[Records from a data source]
============

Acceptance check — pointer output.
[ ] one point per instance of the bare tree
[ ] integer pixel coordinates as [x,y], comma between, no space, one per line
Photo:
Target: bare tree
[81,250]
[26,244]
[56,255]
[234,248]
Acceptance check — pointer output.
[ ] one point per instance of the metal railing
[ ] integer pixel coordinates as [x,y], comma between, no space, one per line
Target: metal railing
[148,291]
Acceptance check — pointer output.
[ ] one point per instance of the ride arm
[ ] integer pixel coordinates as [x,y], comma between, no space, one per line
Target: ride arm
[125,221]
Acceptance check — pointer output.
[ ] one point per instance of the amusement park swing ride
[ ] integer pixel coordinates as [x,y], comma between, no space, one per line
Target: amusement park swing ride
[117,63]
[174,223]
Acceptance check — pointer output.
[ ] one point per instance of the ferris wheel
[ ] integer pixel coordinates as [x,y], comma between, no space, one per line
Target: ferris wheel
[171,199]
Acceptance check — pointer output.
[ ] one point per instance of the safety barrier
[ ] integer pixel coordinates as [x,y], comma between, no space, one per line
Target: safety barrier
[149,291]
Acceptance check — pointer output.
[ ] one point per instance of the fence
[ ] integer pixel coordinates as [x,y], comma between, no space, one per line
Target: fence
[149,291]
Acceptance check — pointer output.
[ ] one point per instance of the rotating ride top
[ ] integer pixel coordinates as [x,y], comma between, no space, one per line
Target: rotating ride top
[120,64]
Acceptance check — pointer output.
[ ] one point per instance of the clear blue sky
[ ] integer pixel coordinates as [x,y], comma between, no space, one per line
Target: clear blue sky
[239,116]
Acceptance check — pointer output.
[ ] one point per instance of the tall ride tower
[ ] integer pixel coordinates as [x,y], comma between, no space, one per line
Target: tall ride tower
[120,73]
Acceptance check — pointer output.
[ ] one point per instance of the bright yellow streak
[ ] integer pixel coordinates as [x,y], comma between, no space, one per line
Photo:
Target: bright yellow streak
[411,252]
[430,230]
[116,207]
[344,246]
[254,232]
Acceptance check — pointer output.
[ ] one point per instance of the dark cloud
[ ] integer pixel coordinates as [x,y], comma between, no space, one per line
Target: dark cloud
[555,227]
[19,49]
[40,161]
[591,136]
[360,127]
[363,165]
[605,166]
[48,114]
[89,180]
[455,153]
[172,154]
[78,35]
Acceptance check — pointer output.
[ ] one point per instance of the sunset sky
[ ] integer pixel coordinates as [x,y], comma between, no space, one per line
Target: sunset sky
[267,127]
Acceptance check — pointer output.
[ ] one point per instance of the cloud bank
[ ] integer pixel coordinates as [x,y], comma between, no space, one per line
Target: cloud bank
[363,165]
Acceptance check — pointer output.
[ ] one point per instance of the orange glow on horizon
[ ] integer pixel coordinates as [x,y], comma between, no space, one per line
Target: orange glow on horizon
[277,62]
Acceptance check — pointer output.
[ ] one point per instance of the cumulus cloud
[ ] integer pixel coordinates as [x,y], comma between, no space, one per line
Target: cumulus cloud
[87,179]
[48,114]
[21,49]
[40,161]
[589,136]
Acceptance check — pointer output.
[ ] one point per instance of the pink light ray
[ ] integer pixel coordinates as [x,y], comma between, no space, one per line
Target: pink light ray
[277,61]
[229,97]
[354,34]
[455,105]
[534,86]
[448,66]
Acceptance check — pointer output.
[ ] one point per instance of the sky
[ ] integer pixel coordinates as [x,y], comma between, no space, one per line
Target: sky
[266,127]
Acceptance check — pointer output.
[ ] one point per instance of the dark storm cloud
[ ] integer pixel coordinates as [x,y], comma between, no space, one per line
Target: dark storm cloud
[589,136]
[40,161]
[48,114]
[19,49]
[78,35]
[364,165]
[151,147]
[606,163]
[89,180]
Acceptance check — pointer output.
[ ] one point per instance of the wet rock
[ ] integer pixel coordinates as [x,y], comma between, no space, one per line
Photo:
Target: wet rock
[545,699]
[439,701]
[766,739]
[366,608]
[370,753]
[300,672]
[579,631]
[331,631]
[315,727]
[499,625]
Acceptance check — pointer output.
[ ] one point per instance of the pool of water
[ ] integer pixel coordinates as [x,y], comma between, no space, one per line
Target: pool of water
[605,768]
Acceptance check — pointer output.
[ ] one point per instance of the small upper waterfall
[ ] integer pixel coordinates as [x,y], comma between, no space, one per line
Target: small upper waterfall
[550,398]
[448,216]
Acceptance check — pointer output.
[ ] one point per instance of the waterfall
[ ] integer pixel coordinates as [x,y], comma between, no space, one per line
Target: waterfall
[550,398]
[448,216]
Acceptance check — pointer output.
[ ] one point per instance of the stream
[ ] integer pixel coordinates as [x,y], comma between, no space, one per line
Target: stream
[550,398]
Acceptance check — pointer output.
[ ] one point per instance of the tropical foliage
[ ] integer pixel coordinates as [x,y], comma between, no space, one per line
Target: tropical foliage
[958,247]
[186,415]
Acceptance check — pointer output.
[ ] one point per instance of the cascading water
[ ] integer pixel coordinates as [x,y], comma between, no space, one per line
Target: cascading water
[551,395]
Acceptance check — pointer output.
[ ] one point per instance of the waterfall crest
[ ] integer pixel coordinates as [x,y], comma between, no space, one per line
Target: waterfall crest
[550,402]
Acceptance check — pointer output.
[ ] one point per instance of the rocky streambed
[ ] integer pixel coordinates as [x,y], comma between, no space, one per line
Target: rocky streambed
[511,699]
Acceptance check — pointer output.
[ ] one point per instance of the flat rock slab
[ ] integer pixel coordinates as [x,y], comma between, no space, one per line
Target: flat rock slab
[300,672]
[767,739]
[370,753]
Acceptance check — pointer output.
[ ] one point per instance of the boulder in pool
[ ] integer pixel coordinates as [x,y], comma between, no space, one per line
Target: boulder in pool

============

• [TASK TO COMPLETE] The records given above are to be repeated in full, exactly.

• [ANSWER SECTION]
Acceptance check — pointer output.
[ ] one point per instance of the bare tree
[ ] integer pixel coordinates as [x,y], comma between, no space, one per line
Photo:
Target: bare tree
[81,250]
[26,244]
[56,255]
[234,248]
Acceptance check — pointer output.
[ ] one point per instance of the metal railing
[ ] integer pixel coordinates as [x,y], comma between, no space, one per line
Target: metal railing
[148,291]
Acceptance check — pointer output.
[ ] one point per instance of the ride arm
[ ] integer pixel coordinates as [x,y], comma between, no space, one per line
Target: ride arm
[125,221]
Acceptance check — pointer output.
[ ] one point per instance of the amusement park swing ride
[ ] integer pixel coordinates as [x,y], comma between, no space, one per line
Target: amusement park swing ride
[117,63]
[174,223]
Acceptance check — pointer output.
[ ] one point per instance of the ferris wheel
[ ] integer pixel coordinates as [x,y], comma between, no space, one per line
Target: ferris wheel
[171,199]
Acceptance check — pointer output.
[ ] one point per instance of the safety barrier
[ ] integer pixel coordinates as [x,y], comma between, no space, one per line
Target: safety barrier
[149,291]
Acceptance check — pointer output.
[ ] one point per instance of the fence
[ ] integer pixel coordinates as [x,y], comma between, no space, one per line
Target: fence
[149,291]
Acceptance check — pointer output.
[ ] one point per instance of the rotating ride top
[ ] integer pixel coordinates as [x,y], comma between, no space, one per line
Target: rotating ride top
[120,64]
Acceptance check — pointer output.
[ ] one point per instance of the clear blue sky
[ ] integer pixel coordinates as [x,y], comma between, no space, one per line
Target: clear blue sky
[239,116]
Acceptance check — pointer output.
[ ] one point per instance of the tall ride tower
[ ] integer pixel coordinates as [x,y], comma between, no space, one per line
Target: tall ride tower
[120,73]
Acceptance check — pointer output.
[ ] one point per instance of the bright yellow streak
[ ] integer pixel coordinates as [x,y], comma between, no space, one per line
Photo:
Target: bright yellow streak
[411,252]
[430,230]
[116,207]
[344,246]
[254,232]
Acceptance check — pointer output.
[ ] one point per instance of the dark cloud
[ ] integer pixel coordinates as [x,y], comma between, no space, one per line
Target: dark cloud
[555,227]
[19,49]
[40,161]
[591,136]
[360,127]
[363,165]
[605,166]
[48,114]
[89,180]
[455,153]
[172,154]
[78,35]
Acceptance check — pointer output.
[ ] one point per instance of the sunset sky
[ ] integer pixel coordinates as [x,y], comma between, no space, one per line
Target: sunset sky
[267,127]
Acceptance check — pointer output.
[ ] one point per instance of the cloud bank
[ ] integer pixel coordinates as [x,y], comma between, no space, one per line
Target: cloud bank
[363,165]
Acceptance check — pointer output.
[ ] one point per instance of the orange glow on horizon
[ ] integer pixel coordinates as [x,y], comma between, no space, one per line
Target: orange glow on horizon
[277,62]
Acceptance check — pointer output.
[ ] one point per instance of the cumulus cloud
[ ] integer pixel coordinates as [x,y], comma between, no space, one per line
Target: cumulus cloud
[87,179]
[48,114]
[21,49]
[40,161]
[589,136]
Acceptance check — pointer output.
[ ] one point per instance of the pink light ray
[ ] integer pixel coordinates as [x,y], comma between, no space, one per line
Target: pink light ray
[277,61]
[229,97]
[354,34]
[455,105]
[534,86]
[448,66]
Acceptance check — pointer output.
[ ] one point per instance of the sky
[ ] integer pixel coordinates as [x,y], comma between, no space, one per line
Target: sky
[266,127]
Acceptance check — pointer output.
[ ] one point per instance of the dark storm cloud
[ ] integer pixel coordinates as [x,y], comma between, no space, one per line
Target: dark storm cloud
[589,136]
[40,161]
[48,114]
[19,49]
[78,35]
[364,165]
[151,147]
[606,163]
[89,180]
Acceptance check — pointer output.
[ ] one point per instance of the wet rock
[ ] integer pixel coordinates as [x,y], comma between, no space, one per line
Photo:
Target: wet rock
[545,699]
[439,701]
[766,739]
[366,608]
[370,753]
[300,672]
[579,631]
[331,631]
[315,727]
[499,625]
Acceptance check — pointer output.
[ ] one point per instance of the pool of water
[ ] integer pixel coordinates as [x,y], comma between, no space, one per line
Target: pool of water
[605,768]
Acceptance check — pointer output.
[ ] one point per instance of the small upper waterfall
[ ] integer pixel coordinates as [x,y], comma between, no space, one per line
Target: small upper waterfall
[550,398]
[448,216]
Acceptance check — pointer output.
[ ] one point per instance of the waterfall
[ ] integer pixel coordinates as [x,y], comma between, no space, one per line
Target: waterfall
[550,398]
[448,216]
Acceptance check — pointer output.
[ ] one point per instance of the stream
[ ] integer pixel coordinates as [x,y], comma between, no space, one per line
Target: stream
[550,398]
Acceptance check — pointer output.
[ ] one point per instance of the tropical foliage
[ ] integer pixel coordinates as [x,y], comma between, no space, one per line
Target: tropical foliage
[958,247]
[186,415]
Acceptance check — pointer output.
[ ] one point per instance of the cascading water
[ ] integer pixel coordinates as [x,y], comma between, no space, one per line
Target: cascading water
[551,395]
Acceptance check — pointer output.
[ ] one point per instance of the waterfall crest
[ ] integer pixel coordinates as [x,y], comma between, no space, one per line
Target: waterfall crest
[550,402]
Acceptance check — pointer output.
[ ] one point per instance of the rocky streambed
[ ] integer pixel coordinates as [x,y], comma between, no space, one per line
Target: rocky streambed
[511,699]
Acceptance check — pointer output.
[ ] one point per instance of the flat rock slab
[ ] integer pixel coordinates as [x,y], comma between, no space, one per line
Target: flat rock slab
[300,672]
[767,739]
[370,753]
Acceptance check — pointer output.
[ ] one point per instance of the boulder in pool
[ ] integer pixel coordinates as [x,y], comma between, no space, one per line
Target: boulder in pool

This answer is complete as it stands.